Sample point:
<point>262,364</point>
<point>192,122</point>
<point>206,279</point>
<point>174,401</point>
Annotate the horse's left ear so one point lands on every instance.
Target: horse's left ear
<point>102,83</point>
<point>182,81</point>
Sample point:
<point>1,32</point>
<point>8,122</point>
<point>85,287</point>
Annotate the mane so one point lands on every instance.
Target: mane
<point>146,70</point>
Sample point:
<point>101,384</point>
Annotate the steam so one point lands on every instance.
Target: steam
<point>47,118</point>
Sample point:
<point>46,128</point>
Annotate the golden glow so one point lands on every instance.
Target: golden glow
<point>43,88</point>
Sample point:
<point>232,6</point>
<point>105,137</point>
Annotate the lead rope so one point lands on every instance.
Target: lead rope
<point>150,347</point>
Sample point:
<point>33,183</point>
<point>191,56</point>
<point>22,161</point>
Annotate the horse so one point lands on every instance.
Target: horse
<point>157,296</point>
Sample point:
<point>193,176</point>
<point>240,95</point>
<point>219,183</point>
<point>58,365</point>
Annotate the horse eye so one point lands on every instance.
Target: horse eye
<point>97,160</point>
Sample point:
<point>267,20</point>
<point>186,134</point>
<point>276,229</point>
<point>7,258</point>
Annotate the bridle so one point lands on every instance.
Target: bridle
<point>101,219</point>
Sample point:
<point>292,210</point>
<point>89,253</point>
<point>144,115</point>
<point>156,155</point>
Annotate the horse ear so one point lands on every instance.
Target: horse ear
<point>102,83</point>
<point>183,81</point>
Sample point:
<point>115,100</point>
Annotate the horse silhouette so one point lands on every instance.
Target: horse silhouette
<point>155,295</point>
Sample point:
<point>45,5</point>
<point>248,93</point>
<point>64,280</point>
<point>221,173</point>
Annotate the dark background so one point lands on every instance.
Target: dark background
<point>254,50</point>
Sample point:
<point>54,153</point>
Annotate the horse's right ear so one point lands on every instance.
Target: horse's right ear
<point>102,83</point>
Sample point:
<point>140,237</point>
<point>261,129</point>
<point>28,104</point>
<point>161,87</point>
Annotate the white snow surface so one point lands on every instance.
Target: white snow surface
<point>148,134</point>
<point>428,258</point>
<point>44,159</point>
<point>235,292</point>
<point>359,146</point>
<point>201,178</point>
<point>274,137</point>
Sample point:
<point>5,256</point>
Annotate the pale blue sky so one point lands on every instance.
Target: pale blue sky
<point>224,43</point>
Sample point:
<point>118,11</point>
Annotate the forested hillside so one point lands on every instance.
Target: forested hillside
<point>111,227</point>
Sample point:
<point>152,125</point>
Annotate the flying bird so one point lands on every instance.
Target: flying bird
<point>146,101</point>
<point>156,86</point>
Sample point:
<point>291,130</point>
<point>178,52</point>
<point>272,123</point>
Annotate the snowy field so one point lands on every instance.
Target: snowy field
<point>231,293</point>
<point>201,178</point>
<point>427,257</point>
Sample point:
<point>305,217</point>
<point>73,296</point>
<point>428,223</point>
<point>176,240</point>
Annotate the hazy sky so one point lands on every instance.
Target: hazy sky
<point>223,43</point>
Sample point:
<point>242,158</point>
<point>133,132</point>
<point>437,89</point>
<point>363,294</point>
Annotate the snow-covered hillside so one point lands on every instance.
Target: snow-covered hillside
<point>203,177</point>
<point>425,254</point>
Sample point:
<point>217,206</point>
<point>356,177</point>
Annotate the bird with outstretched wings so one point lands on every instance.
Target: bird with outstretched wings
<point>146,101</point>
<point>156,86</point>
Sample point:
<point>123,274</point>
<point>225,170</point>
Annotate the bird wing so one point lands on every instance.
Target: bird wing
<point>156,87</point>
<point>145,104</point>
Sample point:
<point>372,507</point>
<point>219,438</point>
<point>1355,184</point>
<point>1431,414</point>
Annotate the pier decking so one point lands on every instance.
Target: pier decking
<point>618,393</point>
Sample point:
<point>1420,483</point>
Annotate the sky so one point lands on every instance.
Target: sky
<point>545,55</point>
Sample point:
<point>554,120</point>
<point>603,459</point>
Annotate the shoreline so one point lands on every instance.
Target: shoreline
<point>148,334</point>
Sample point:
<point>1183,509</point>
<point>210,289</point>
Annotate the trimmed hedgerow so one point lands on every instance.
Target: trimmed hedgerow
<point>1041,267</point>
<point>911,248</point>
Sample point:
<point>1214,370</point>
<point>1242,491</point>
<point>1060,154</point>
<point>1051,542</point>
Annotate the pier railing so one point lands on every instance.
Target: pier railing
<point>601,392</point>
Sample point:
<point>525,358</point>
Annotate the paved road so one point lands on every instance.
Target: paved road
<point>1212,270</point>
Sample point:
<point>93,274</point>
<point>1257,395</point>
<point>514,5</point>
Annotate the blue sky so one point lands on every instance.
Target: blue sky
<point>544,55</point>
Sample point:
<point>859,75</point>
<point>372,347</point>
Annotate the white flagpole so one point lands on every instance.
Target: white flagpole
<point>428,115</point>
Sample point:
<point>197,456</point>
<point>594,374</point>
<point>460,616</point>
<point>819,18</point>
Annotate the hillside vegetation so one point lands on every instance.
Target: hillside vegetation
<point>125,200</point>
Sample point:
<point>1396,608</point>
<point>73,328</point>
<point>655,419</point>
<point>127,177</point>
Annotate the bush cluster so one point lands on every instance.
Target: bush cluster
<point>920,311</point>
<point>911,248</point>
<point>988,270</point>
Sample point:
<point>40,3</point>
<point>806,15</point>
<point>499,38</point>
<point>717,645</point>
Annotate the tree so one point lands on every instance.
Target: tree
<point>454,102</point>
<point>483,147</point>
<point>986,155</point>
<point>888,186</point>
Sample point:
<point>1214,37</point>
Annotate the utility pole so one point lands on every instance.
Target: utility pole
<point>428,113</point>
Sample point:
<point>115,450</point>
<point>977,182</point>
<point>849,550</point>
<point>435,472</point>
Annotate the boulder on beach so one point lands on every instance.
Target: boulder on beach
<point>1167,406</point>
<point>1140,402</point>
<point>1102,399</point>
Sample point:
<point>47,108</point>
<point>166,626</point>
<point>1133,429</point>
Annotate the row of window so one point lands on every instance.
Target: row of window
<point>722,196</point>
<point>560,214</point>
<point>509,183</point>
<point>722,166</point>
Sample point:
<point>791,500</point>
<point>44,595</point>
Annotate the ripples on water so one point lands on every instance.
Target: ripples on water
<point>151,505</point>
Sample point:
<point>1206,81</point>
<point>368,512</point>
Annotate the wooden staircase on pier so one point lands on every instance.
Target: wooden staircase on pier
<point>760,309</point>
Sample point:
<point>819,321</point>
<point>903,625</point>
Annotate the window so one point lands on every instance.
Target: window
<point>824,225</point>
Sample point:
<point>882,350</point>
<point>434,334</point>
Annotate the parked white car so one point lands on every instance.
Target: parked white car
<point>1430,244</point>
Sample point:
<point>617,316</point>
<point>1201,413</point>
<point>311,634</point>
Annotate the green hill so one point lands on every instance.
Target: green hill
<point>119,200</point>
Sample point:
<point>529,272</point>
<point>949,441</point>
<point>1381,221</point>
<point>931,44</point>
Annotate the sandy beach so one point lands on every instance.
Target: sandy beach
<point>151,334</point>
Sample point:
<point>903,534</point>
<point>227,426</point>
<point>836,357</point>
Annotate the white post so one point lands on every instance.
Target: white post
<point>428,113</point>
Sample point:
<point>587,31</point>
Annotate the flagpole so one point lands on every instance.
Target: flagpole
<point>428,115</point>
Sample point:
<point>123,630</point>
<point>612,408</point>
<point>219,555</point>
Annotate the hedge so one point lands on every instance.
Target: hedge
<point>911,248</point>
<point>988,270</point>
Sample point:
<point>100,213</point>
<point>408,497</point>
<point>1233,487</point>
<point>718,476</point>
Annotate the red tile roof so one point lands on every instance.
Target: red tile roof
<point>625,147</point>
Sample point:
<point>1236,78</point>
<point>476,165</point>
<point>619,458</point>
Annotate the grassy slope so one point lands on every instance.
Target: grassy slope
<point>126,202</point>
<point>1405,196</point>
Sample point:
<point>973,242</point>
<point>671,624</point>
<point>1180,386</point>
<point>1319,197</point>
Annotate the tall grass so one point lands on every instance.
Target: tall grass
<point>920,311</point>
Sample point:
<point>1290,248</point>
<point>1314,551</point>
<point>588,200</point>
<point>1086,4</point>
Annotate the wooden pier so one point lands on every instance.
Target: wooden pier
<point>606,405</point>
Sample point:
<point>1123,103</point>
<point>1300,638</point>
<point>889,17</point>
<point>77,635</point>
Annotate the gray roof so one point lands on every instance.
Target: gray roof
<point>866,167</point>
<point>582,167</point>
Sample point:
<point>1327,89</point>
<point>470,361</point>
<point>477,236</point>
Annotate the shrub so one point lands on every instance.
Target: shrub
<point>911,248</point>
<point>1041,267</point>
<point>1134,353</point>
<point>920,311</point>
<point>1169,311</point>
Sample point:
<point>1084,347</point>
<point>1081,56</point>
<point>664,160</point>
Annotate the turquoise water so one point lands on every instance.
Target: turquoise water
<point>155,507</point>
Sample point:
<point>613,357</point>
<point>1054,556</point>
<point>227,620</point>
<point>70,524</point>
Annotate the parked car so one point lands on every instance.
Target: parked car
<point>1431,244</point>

- _TASK_
Copy out every line of the records that contains the string "flagpole", matching case exactly.

- _EXERCISE ANSWER_
Annotate the white flagpole so one point lands on every instance.
Target: white flagpole
Annotate the flagpole so one point lands on every instance.
Target: flagpole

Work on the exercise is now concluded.